▶ **READING TEXT**:
──────────
T7 Talking about Race, Age and Class - What happens when we first
meet someone? In seconds, often without much conscious thought, we
ask ourselves: “Will we like them? Will they like us? Have we anything
in common? Do they have anything to teach us? Are they ‘a part of’ or
‘apart from’ our group? How would we know?” Most of us make assumptions,
but we are rarely aware of how we make them, and they don’t
always serve us well. Through worship, sharing and play we’ll challenge
our assumptions and explore how we use them. Workshop leader: Jean-
Marie Prestwidge Barch has long been active in Quaker meetings and
orgnaizations. She carries a strong concern for helping Friends examine
how enhancing our diversity can also strengthen and deepen our connection
with the Spirit.
──────────
▶ **STORED DATA**:
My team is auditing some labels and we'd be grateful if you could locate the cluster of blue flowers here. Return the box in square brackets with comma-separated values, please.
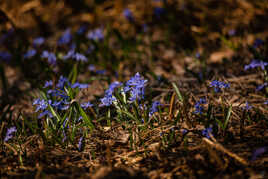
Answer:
[243, 101, 252, 111]
[149, 101, 162, 116]
[4, 127, 17, 142]
[210, 80, 230, 93]
[124, 73, 148, 102]
[194, 98, 207, 114]
[33, 76, 92, 118]
[0, 51, 12, 62]
[87, 28, 104, 41]
[41, 50, 57, 65]
[63, 49, 87, 62]
[123, 8, 134, 21]
[100, 81, 122, 106]
[244, 60, 268, 70]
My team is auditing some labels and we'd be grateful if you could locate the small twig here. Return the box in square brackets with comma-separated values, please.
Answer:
[4, 142, 18, 155]
[168, 93, 176, 120]
[203, 137, 248, 165]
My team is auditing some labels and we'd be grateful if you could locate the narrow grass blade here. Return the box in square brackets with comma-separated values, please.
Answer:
[223, 105, 232, 130]
[172, 82, 183, 102]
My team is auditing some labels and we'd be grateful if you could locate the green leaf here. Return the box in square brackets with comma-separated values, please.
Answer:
[172, 82, 183, 102]
[74, 102, 94, 131]
[223, 105, 232, 130]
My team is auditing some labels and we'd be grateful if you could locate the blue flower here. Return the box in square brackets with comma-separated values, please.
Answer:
──────────
▶ **TASK 1**: Print the part of the workshop description that starts at "T7 Talking about" and ends at "with the Spirit.", copied word for word.
▶ **TASK 2**: Report each line in the entries that contains the word "team".

▶ **WRITTEN ANSWER 1**:
T7 Talking about Race, Age and Class - What happens when we first
meet someone? In seconds, often without much conscious thought, we
ask ourselves: “Will we like them? Will they like us? Have we anything
in common? Do they have anything to teach us? Are they ‘a part of’ or
‘apart from’ our group? How would we know?” Most of us make assumptions,
but we are rarely aware of how we make them, and they don’t
always serve us well. Through worship, sharing and play we’ll challenge
our assumptions and explore how we use them. Workshop leader: Jean-
Marie Prestwidge Barch has long been active in Quaker meetings and
orgnaizations. She carries a strong concern for helping Friends examine
how enhancing our diversity can also strengthen and deepen our connection
with the Spirit.

▶ **WRITTEN ANSWER 2**:
My team is auditing some labels and we'd be grateful if you could locate the cluster of blue flowers here. Return the box in square brackets with comma-separated values, please.
My team is auditing some labels and we'd be grateful if you could locate the small twig here. Return the box in square brackets with comma-separated values, please.
My team is auditing some labels and we'd be grateful if you could locate the narrow grass blade here. Return the box in square brackets with comma-separated values, please.
My team is auditing some labels and we'd be grateful if you could locate the green leaf here. Return the box in square brackets with comma-separated values, please.
My team is auditing some labels and we'd be grateful if you could locate the blue flower here. Return the box in square brackets with comma-separated values, please.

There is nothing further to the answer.